Task brief:
Which lines run from the one containing "x=1161, y=701" to the end of the entries below? Reproduce them exactly, both ends included.

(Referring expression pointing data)
= Beginning of Section =

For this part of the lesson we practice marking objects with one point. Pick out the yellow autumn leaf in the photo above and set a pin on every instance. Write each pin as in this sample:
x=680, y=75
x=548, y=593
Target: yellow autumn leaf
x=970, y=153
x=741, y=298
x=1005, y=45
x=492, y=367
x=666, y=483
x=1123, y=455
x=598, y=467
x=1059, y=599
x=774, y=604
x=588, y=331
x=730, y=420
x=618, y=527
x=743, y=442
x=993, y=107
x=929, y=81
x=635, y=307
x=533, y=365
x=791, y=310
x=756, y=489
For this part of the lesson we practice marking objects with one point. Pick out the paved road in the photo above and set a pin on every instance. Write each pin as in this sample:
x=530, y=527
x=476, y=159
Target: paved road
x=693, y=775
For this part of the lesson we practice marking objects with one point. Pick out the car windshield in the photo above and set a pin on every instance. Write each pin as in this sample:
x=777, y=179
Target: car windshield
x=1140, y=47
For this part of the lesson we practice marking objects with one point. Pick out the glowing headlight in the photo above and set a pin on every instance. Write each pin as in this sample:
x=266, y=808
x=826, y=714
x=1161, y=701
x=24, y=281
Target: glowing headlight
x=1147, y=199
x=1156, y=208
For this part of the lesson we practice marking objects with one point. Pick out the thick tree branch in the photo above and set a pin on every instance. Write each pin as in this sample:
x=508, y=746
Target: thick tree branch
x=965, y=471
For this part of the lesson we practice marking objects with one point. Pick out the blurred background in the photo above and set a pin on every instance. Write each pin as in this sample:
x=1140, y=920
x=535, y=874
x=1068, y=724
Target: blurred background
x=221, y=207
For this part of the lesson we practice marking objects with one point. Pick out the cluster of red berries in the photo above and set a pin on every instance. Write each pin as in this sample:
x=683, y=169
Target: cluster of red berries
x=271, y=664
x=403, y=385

= End of Section =

Your solution:
x=1161, y=701
x=24, y=281
Target: glowing headlight
x=1147, y=199
x=1156, y=208
For this part of the lesson we practice marking objects with one point. Pick out the thick tree branch in the photo above and set a pin on every instance. Write each pin as in this sample:
x=508, y=746
Target: thick tree branch
x=965, y=471
For this part of the lesson we practice marking objects with one point. Pick out the blurred background in the photo above and set a pin on every instance. Write each pin as in this sample:
x=1140, y=920
x=535, y=874
x=1068, y=724
Target: blurred background
x=221, y=207
For this part of the lesson we practice marking objects with one point. Pick out the cluster of red berries in the photo above and set a pin on every instance. Write each pin as in this sample:
x=683, y=169
Target: cluster of red berries
x=271, y=664
x=403, y=385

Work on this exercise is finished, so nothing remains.